Assignment: Using the records below, output the stretch that opens with the line containing "Query: glass door" and closes with the line containing "335, row 309.", exactly and including both lines, with nothing more.

Source information:
*** Block opens ***

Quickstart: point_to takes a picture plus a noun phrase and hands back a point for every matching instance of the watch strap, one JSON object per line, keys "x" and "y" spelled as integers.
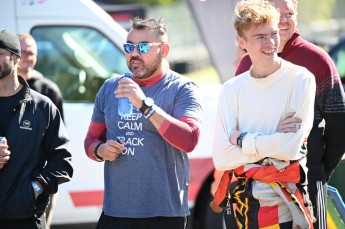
{"x": 95, "y": 155}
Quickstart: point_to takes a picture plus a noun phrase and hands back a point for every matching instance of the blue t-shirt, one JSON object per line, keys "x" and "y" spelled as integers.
{"x": 151, "y": 177}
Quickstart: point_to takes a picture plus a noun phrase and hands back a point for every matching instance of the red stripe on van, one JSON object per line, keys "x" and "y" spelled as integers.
{"x": 87, "y": 198}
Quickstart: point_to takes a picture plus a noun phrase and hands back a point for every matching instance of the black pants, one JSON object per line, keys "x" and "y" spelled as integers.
{"x": 318, "y": 196}
{"x": 108, "y": 222}
{"x": 29, "y": 223}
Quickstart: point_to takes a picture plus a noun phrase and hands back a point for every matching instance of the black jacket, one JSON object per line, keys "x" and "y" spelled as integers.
{"x": 40, "y": 150}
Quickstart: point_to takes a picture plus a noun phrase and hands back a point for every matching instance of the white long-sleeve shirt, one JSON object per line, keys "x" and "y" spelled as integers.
{"x": 257, "y": 106}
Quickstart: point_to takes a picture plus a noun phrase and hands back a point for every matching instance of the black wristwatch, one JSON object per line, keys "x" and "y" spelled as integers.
{"x": 146, "y": 105}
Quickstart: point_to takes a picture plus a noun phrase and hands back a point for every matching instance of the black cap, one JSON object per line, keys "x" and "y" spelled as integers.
{"x": 10, "y": 42}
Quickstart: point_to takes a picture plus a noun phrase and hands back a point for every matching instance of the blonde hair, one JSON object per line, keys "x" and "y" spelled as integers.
{"x": 250, "y": 13}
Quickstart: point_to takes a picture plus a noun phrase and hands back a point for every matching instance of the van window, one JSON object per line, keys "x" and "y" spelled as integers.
{"x": 78, "y": 59}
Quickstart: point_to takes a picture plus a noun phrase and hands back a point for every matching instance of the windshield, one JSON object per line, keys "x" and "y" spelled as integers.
{"x": 78, "y": 59}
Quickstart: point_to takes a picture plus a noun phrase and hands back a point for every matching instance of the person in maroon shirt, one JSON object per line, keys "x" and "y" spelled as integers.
{"x": 325, "y": 144}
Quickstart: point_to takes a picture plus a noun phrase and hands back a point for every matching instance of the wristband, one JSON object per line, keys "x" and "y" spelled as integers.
{"x": 150, "y": 112}
{"x": 95, "y": 155}
{"x": 240, "y": 139}
{"x": 36, "y": 187}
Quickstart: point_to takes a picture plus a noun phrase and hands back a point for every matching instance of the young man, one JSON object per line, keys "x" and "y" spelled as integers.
{"x": 147, "y": 170}
{"x": 270, "y": 165}
{"x": 39, "y": 83}
{"x": 36, "y": 157}
{"x": 325, "y": 142}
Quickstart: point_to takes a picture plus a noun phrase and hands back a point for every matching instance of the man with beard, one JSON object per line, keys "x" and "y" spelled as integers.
{"x": 146, "y": 174}
{"x": 36, "y": 156}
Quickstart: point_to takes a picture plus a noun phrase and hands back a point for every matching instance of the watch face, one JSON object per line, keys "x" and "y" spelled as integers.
{"x": 149, "y": 102}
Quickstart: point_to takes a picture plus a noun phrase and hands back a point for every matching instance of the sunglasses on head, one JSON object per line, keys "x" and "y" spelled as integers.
{"x": 141, "y": 47}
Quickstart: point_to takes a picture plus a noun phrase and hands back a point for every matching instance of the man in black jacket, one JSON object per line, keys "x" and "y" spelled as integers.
{"x": 36, "y": 157}
{"x": 40, "y": 84}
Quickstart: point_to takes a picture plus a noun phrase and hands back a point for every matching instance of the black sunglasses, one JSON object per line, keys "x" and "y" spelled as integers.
{"x": 141, "y": 47}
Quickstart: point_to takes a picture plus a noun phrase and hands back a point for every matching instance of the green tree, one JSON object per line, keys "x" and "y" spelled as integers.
{"x": 312, "y": 10}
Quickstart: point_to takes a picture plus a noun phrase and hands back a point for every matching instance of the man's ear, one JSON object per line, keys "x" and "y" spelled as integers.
{"x": 241, "y": 42}
{"x": 165, "y": 50}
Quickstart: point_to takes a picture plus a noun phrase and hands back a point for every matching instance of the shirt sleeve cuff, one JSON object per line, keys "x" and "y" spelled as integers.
{"x": 248, "y": 144}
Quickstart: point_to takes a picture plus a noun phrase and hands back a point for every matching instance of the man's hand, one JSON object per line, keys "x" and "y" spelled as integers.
{"x": 128, "y": 88}
{"x": 234, "y": 136}
{"x": 110, "y": 150}
{"x": 289, "y": 124}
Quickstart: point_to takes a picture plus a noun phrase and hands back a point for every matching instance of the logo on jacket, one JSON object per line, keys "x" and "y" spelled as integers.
{"x": 26, "y": 125}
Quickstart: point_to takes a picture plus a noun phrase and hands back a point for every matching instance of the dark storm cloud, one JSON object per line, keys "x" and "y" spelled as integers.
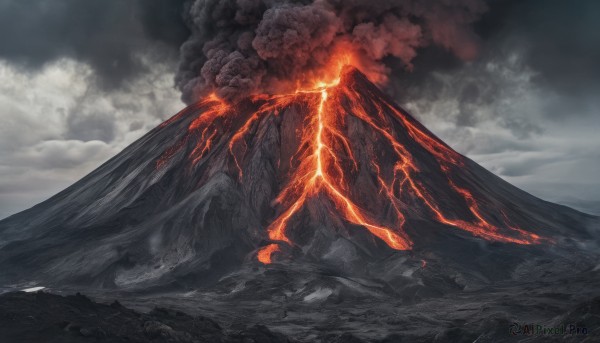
{"x": 238, "y": 47}
{"x": 558, "y": 42}
{"x": 108, "y": 35}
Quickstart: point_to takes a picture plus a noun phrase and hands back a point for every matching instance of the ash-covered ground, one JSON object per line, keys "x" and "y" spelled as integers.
{"x": 275, "y": 305}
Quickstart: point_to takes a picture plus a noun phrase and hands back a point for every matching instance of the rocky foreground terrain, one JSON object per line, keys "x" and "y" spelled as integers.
{"x": 46, "y": 317}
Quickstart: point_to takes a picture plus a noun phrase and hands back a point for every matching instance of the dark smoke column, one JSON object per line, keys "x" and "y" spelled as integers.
{"x": 239, "y": 47}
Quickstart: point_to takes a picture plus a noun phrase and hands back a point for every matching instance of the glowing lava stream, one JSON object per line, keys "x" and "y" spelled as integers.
{"x": 321, "y": 181}
{"x": 324, "y": 148}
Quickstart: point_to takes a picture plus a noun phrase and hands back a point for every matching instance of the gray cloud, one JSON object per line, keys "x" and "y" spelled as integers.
{"x": 107, "y": 35}
{"x": 240, "y": 47}
{"x": 86, "y": 78}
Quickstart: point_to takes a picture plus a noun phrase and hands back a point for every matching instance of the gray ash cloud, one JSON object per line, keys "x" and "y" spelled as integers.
{"x": 240, "y": 47}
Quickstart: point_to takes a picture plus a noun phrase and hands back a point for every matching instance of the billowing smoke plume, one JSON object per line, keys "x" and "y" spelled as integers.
{"x": 240, "y": 47}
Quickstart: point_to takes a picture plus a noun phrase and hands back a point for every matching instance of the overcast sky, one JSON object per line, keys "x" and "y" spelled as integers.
{"x": 80, "y": 80}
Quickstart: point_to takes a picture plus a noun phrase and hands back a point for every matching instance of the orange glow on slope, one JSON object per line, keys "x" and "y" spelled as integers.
{"x": 202, "y": 127}
{"x": 326, "y": 159}
{"x": 264, "y": 255}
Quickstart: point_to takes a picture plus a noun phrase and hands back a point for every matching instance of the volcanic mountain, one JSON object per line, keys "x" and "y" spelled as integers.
{"x": 335, "y": 178}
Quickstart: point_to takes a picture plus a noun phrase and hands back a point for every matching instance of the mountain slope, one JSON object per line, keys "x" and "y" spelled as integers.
{"x": 337, "y": 178}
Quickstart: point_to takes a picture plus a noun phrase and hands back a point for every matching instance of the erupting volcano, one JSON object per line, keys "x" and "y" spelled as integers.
{"x": 324, "y": 161}
{"x": 330, "y": 174}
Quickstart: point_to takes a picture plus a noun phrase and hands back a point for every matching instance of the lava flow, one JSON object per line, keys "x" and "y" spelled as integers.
{"x": 325, "y": 161}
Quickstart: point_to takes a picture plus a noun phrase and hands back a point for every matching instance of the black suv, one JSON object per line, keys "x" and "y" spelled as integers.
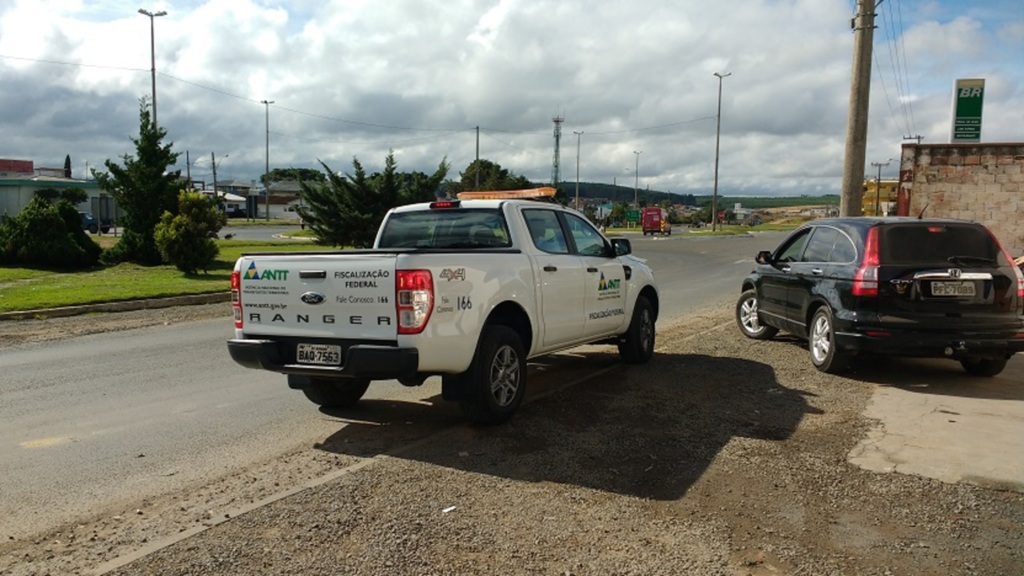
{"x": 928, "y": 288}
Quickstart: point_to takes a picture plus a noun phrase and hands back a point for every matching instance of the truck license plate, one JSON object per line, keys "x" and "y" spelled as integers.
{"x": 318, "y": 354}
{"x": 952, "y": 288}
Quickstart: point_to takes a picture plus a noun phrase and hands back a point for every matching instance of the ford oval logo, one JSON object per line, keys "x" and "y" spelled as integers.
{"x": 313, "y": 298}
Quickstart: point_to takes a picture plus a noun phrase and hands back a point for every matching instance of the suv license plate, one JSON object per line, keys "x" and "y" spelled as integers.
{"x": 952, "y": 288}
{"x": 318, "y": 354}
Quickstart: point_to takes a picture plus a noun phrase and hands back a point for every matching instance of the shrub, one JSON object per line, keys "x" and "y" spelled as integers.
{"x": 185, "y": 239}
{"x": 45, "y": 235}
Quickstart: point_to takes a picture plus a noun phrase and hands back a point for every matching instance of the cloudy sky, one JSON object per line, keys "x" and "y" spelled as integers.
{"x": 354, "y": 78}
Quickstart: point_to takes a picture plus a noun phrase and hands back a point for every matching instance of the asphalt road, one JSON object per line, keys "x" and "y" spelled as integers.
{"x": 152, "y": 411}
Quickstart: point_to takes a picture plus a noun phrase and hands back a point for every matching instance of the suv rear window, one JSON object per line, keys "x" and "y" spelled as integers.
{"x": 937, "y": 244}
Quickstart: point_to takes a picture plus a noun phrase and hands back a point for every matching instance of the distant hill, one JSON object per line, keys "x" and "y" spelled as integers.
{"x": 591, "y": 191}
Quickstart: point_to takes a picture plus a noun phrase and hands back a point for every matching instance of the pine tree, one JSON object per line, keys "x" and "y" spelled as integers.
{"x": 144, "y": 190}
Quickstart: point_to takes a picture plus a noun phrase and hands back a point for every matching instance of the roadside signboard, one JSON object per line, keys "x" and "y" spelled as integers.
{"x": 968, "y": 98}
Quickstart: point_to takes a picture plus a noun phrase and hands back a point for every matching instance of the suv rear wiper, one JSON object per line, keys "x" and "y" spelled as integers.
{"x": 971, "y": 260}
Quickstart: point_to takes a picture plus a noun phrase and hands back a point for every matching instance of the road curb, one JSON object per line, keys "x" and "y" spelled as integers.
{"x": 125, "y": 305}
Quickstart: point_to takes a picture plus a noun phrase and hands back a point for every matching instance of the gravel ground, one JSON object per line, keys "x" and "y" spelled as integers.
{"x": 722, "y": 456}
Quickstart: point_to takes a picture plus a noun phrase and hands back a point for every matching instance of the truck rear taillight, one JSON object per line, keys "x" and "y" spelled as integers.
{"x": 414, "y": 296}
{"x": 237, "y": 297}
{"x": 865, "y": 283}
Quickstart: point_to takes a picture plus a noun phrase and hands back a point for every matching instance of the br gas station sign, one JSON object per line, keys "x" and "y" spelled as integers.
{"x": 968, "y": 98}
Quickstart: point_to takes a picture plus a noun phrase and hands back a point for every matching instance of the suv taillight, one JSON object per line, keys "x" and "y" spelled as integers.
{"x": 865, "y": 283}
{"x": 237, "y": 297}
{"x": 1017, "y": 273}
{"x": 414, "y": 296}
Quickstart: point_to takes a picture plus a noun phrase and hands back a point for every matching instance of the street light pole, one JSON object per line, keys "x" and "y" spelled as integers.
{"x": 266, "y": 171}
{"x": 718, "y": 133}
{"x": 213, "y": 161}
{"x": 580, "y": 133}
{"x": 636, "y": 178}
{"x": 153, "y": 56}
{"x": 878, "y": 183}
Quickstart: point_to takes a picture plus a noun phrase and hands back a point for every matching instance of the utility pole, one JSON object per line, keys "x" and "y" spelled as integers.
{"x": 266, "y": 171}
{"x": 153, "y": 55}
{"x": 718, "y": 133}
{"x": 860, "y": 91}
{"x": 878, "y": 183}
{"x": 580, "y": 133}
{"x": 636, "y": 179}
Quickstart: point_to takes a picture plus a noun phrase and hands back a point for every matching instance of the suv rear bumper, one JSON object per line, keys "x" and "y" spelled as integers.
{"x": 360, "y": 361}
{"x": 921, "y": 344}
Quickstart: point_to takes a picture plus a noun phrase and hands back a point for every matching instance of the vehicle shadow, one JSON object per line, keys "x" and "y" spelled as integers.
{"x": 938, "y": 376}
{"x": 648, "y": 432}
{"x": 931, "y": 375}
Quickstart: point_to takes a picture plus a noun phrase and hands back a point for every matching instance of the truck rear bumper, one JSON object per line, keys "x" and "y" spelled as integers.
{"x": 360, "y": 361}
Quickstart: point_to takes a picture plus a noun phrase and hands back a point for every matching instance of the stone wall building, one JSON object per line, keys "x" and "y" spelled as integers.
{"x": 980, "y": 181}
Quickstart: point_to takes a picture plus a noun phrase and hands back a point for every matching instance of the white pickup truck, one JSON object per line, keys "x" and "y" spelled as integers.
{"x": 465, "y": 289}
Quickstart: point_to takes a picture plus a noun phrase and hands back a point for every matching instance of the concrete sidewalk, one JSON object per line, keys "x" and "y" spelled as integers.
{"x": 936, "y": 421}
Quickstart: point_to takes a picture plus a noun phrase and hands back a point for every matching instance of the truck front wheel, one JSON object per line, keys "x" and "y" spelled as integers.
{"x": 494, "y": 386}
{"x": 335, "y": 393}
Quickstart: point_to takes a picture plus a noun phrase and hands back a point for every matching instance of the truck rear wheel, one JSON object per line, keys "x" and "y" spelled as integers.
{"x": 494, "y": 386}
{"x": 637, "y": 345}
{"x": 335, "y": 393}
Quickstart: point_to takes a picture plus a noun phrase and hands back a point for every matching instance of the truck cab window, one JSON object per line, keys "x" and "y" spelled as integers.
{"x": 546, "y": 232}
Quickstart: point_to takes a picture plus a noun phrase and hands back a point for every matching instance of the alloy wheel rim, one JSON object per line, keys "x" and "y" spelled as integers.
{"x": 646, "y": 330}
{"x": 820, "y": 342}
{"x": 749, "y": 316}
{"x": 505, "y": 376}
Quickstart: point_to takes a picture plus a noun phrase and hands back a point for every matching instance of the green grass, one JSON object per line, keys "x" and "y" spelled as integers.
{"x": 23, "y": 289}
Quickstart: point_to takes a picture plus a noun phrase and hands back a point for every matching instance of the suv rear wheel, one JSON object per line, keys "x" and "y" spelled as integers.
{"x": 983, "y": 366}
{"x": 335, "y": 393}
{"x": 825, "y": 356}
{"x": 748, "y": 319}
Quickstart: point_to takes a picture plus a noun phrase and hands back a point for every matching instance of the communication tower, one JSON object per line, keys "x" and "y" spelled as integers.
{"x": 555, "y": 163}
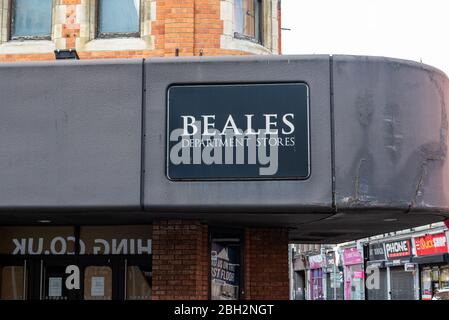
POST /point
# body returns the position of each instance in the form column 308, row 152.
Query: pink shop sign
column 352, row 256
column 316, row 262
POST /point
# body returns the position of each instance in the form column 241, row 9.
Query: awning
column 434, row 258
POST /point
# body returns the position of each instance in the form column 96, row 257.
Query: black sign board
column 376, row 252
column 241, row 131
column 395, row 250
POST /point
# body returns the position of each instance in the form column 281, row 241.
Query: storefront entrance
column 75, row 278
column 95, row 263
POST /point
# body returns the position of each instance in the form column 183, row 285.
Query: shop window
column 98, row 283
column 118, row 18
column 12, row 283
column 138, row 282
column 31, row 19
column 225, row 266
column 248, row 17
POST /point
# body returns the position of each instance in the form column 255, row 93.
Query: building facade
column 404, row 265
column 158, row 258
column 97, row 29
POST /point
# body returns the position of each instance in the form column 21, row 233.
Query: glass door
column 53, row 279
column 13, row 278
column 101, row 278
column 138, row 278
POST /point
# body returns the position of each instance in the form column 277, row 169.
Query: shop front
column 76, row 263
column 402, row 278
column 299, row 277
column 316, row 288
column 334, row 277
column 433, row 259
column 378, row 288
column 354, row 274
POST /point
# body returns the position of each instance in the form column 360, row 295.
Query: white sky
column 408, row 29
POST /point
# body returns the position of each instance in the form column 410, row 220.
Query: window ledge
column 27, row 46
column 233, row 43
column 116, row 44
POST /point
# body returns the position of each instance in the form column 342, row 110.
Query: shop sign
column 376, row 252
column 232, row 132
column 316, row 261
column 352, row 256
column 410, row 267
column 61, row 240
column 431, row 244
column 330, row 259
column 398, row 249
column 225, row 271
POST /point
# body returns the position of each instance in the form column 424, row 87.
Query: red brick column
column 180, row 260
column 71, row 29
column 266, row 264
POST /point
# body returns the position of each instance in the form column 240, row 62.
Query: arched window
column 118, row 18
column 248, row 16
column 31, row 19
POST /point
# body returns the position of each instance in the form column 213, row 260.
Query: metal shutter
column 382, row 292
column 402, row 284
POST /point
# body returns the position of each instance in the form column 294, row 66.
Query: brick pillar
column 180, row 260
column 266, row 264
column 71, row 29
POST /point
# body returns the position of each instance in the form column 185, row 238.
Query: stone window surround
column 230, row 41
column 23, row 46
column 86, row 17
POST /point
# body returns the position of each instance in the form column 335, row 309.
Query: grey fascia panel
column 70, row 135
column 391, row 131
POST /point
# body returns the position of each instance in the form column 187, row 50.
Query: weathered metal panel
column 391, row 130
column 70, row 135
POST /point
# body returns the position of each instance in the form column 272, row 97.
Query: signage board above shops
column 352, row 256
column 316, row 261
column 241, row 131
column 376, row 252
column 398, row 249
column 431, row 244
column 93, row 240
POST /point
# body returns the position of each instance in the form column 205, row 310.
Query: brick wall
column 266, row 264
column 193, row 27
column 180, row 260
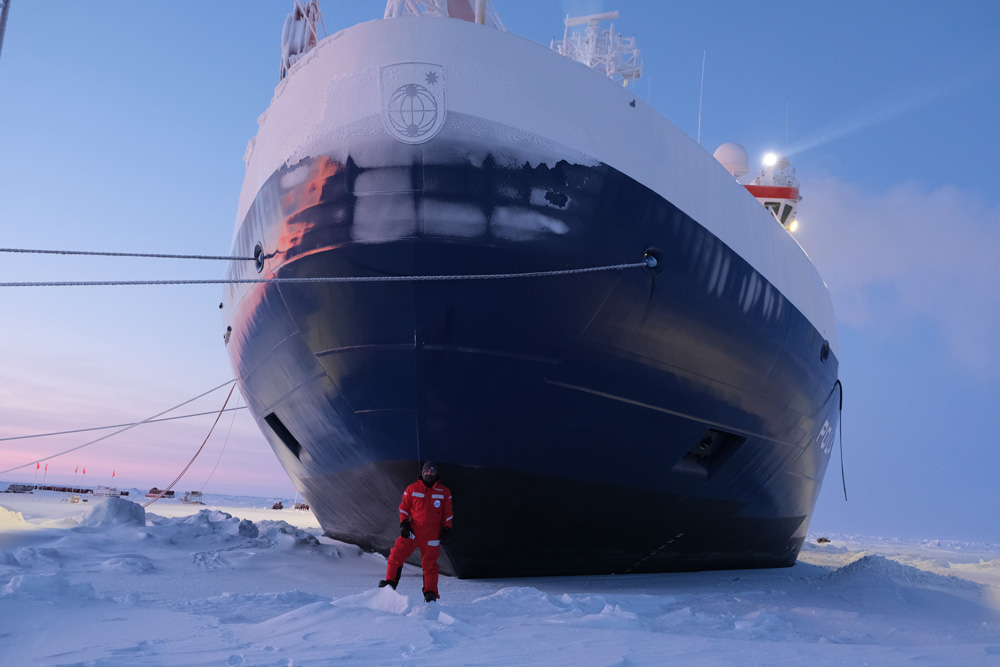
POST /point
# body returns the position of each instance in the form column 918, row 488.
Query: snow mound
column 524, row 598
column 206, row 525
column 875, row 570
column 114, row 512
column 26, row 555
column 10, row 519
column 250, row 607
column 55, row 588
column 286, row 535
column 128, row 564
column 381, row 599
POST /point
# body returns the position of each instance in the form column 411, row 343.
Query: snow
column 107, row 582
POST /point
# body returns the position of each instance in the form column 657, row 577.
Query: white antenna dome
column 733, row 157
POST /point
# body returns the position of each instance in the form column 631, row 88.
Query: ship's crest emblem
column 413, row 102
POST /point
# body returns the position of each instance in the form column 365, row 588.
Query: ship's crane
column 602, row 50
column 4, row 8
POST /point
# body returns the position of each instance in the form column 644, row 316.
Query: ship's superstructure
column 442, row 181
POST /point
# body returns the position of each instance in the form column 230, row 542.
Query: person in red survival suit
column 424, row 522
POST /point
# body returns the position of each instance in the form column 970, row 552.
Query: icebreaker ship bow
column 669, row 417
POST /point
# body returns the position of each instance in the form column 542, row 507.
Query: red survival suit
column 428, row 510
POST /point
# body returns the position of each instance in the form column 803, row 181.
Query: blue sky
column 123, row 126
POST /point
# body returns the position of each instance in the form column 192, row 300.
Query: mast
column 4, row 8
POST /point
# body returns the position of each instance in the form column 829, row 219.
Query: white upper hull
column 333, row 102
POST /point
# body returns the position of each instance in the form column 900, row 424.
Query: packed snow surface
column 107, row 582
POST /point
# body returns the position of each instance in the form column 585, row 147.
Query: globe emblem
column 412, row 110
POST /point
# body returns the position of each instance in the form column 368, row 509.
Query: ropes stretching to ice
column 105, row 437
column 102, row 428
column 336, row 279
column 181, row 474
column 118, row 254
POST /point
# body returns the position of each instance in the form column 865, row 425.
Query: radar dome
column 733, row 157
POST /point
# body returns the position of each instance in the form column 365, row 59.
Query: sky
column 123, row 127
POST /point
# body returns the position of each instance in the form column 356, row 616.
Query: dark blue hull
column 623, row 421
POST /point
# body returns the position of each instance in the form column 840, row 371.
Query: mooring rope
column 119, row 254
column 181, row 474
column 109, row 435
column 335, row 279
column 104, row 428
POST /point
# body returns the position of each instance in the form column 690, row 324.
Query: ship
column 456, row 244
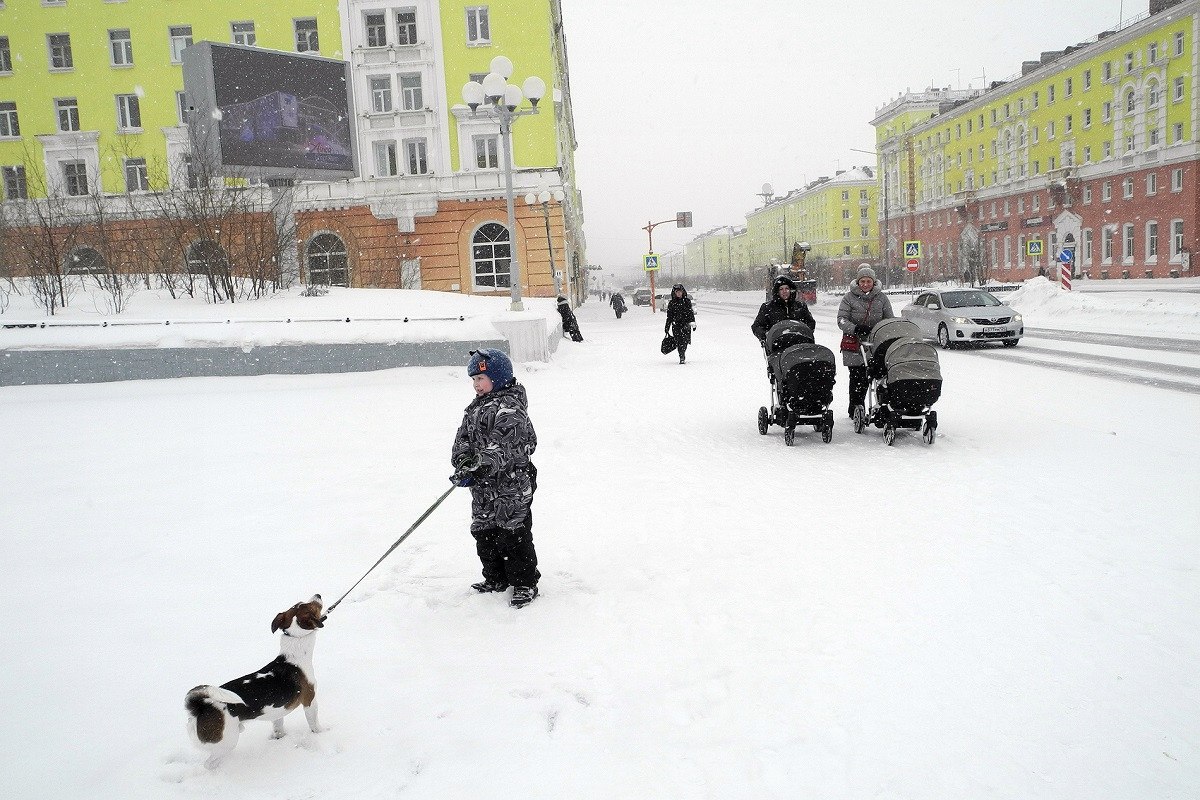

*** Block closes ***

Solved exercise:
Query: glass door
column 53, row 279
column 13, row 278
column 101, row 278
column 138, row 278
POST /point
# body returns the position of each instance in the form column 277, row 169.
Query: shop front
column 76, row 263
column 402, row 278
column 299, row 277
column 316, row 288
column 334, row 277
column 433, row 259
column 378, row 288
column 354, row 274
POST /point
# body returns the position of each instance in the form column 360, row 295.
Query: white sky
column 408, row 29
POST /point
# body returns the position of each instance in the form column 410, row 220.
Query: window ledge
column 27, row 46
column 233, row 43
column 116, row 44
POST /point
# body returns the position of each instance in the form column 342, row 110.
Query: shop sign
column 376, row 252
column 232, row 132
column 316, row 261
column 352, row 256
column 410, row 267
column 61, row 240
column 431, row 244
column 330, row 259
column 398, row 249
column 225, row 271
POST /point
# body returns the position of each instance in the form column 424, row 87.
Query: red brick column
column 180, row 260
column 71, row 29
column 266, row 264
POST /point
# body returns the position of each instance in the form column 240, row 62.
Query: arched window
column 118, row 18
column 248, row 16
column 31, row 19
POST /point
# body returns the position of each instance in the form column 213, row 260.
Query: metal shutter
column 382, row 292
column 402, row 284
POST /point
# body returns the position of each instance in the form column 294, row 66.
Query: brick pillar
column 180, row 260
column 266, row 264
column 71, row 29
POST /point
# body returns the position of each instance in the form column 185, row 238.
Query: stone window surround
column 230, row 41
column 23, row 46
column 86, row 17
POST /point
# body returns the position of each instance in the form column 335, row 309.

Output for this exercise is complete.